──────── Text excerpt ────────
Naturally there is also some other research to be done in West Asia, where a good deal of the European (and also West Asian, naturally) ancestors lived once upon a time. That is the other major challenge. In this sense this study must be commended for its breakthrough in sampling ancient Northwestern Anatolians, which is a step in the right direction.
There are other blank zones to be researched as well in Southern Europe (Italy, Balcans) that may well provide complementary information.
Alleged selection
The authors claim to have found evidence for selection in twelve different alleles. I remain mildly skeptic because it is hard to judge if this was all selection or founder effect was involved as well.
Some of the alleged targets of selection are:
Lactase persistance: rs4988235, also known as 13910-T, already mentioned above. The authors mention that the allele’s earliest appearance in our data is in a central European Bell Beaker sample (individual I0112) that lived between approximately 2300 and 2200 BCE. Older signals from the Chalcolithic Basque Country (fixated in a subpopulation) and Sweden are totally ignored. Of course it is a draft so far but it is clear that key information, widely available, is being ignored.
──────── Recorded information ────────
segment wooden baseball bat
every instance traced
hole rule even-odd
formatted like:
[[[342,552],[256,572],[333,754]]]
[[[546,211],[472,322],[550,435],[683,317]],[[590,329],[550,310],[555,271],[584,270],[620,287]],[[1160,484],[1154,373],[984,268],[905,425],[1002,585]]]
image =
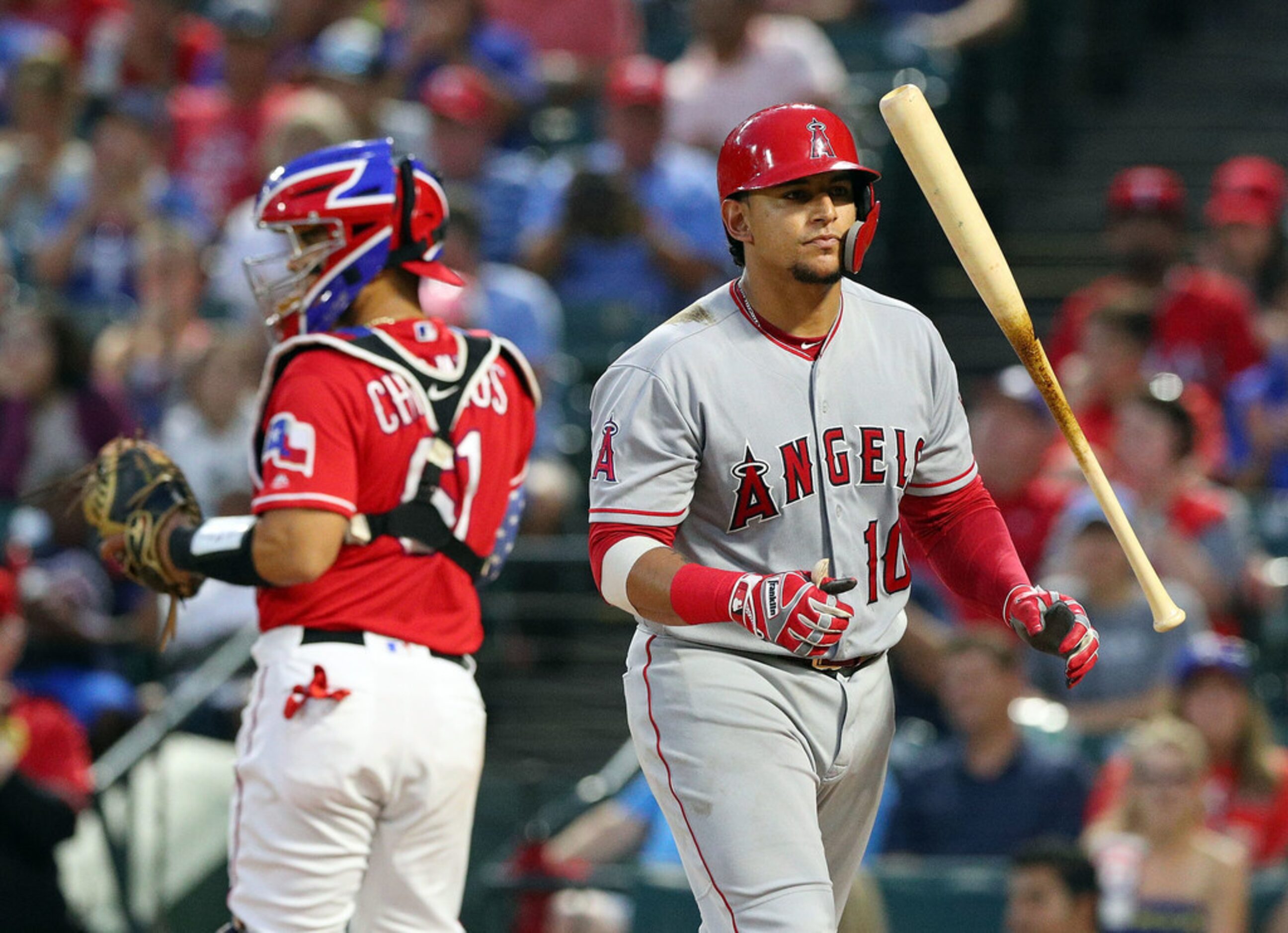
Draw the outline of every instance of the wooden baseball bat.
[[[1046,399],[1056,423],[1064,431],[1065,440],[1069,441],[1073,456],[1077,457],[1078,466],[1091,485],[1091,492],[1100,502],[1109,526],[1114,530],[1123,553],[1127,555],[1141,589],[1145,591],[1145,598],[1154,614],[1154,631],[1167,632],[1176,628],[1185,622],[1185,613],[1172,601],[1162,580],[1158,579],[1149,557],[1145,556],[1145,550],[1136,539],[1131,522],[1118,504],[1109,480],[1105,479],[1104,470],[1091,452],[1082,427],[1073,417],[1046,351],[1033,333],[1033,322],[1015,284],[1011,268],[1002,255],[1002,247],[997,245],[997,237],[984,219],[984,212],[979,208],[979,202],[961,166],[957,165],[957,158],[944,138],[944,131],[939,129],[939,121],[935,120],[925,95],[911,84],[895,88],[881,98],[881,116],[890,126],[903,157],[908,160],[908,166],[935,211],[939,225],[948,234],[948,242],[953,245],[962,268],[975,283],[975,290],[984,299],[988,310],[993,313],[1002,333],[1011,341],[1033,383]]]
────────
According to the text excerpt, which sample do the study's authors identify as the earliest appearance of the lactase persistence allele rs4988235?

## Result for this exercise
A central European Bell Beaker sample, individual I0112, dated to approximately 2300–2200 BCE.